# Página
────────────────

Entrevista da semana

Dedicação que resiste: sapateiro há 61 anos

Guilherme Tavares
| Tempo de leitura: 4 min

Não há logomarca, número de telefone ou letreiro na fachada. O toldo vermelho praticamente esconde o número 11-59 da rua Gerson França. Ainda assim, dentro da oficina mal há espaço, tamanha quantidade de pares de calçados, atulhados nas prateleiras, no balcão, sobre a bancada ou espalhados no chão. Outro forte indício da confiabilidade do trabalho é o entra e sai de clientes, que mal deixam Manoel Cirino Neto, 73 anos, falar sobre sua história à reportagem do JC. Ainda assim, entre notas de serviço e um cliente e outro, o sapateiro conseguiu contar parte dos seus 61 anos de profissão.

Remanescente de uma profissão com cada vez menos representantes, Cirino é guardião de um ofício que exige habilidade e conhecimento para deixar o cliente satisfeito. "Pessoal não quer saber de aprender mais a profissão. Hoje em dia, calçado ficou muito mais barato, a maioria é descartável", conta. Ainda assim, há exemplares de luxo, de grifes famosas, pares que chegam a R$ 2,5 mil ou bolsas de R$ 4 mil, os quais vale a pena consertar. No entanto, é o valor do apreço por uma peça que leva a maior parte dos clientes a encostar no balcão dele, independentemente de quanto custa no mercado.

Nascido em Conchas, é filho de José Cirino Alves e Mariana Ponce, ambos em memória. Cirino perdeu o pai ainda criança. Foi quando a família mudou-se para Botucatu, onde o tio Napoleão ajudaria a irmã e os sobrinhos a reconstruir a vida. Arranjou um emprego de sapateiro para Cirino, na época com 12 anos, para ajudar em casa.

Passou os primeiros anos como aprendiz, lapidando o ofício. Por volta dos 20 anos, trabalhou em uma fábrica de calçados, onde também aprendeu a dominar todas as etapas da linha de produção. A empresa entrou em declínio e, por indicação de um amigo, viu a oportunidade de comprar uma sapataria em Bauru. Assumiu o ponto e passou a tocar o próprio negócio. Pouco depois, mudou-se para o prédio da Gerson França, onde, nas contas dele, está há mais de 40 anos.

────────────────

# Material fornecido
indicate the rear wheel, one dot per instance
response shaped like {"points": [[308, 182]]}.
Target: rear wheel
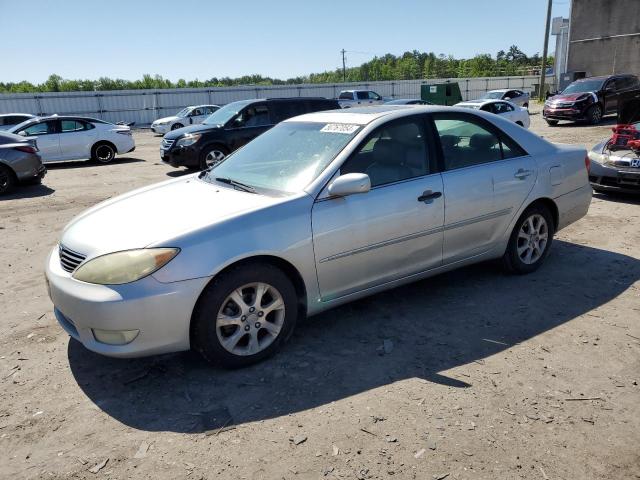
{"points": [[244, 315], [103, 152], [530, 240], [594, 114], [7, 180]]}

────────────────

# Tarefa a cumprir
Continue a reportagem sobre o sapateiro Manoel Cirino Neto depois da última frase mostrada.

# Resultado abaixo
Além da oficina, em Bauru conheceu Elza Lúcia, 65 anos, com quem é casado há 47 anos. Do ofício tirou o sustento da família e conseguiu estudar os três filhos: Márcio Henrique, 45 anos, Marcos Renato, 39, e a caçula Thaís Carolina, 29 anos. É avô de Bruno, Leonardo e Maria Laura. Gosta de passar o tempo na TV vendo futebol. Seu coração é do Corinthians, mas assiste partidas de todos os times.

Cirino está aposentado, mas ainda nem cogita parar de trabalhar. "Vou até quando Deus quiser". O sapateiro contou um pouco da extensa trajetória. Confira.

Jornal da Cidade - Como começou no ofício de sapateiro?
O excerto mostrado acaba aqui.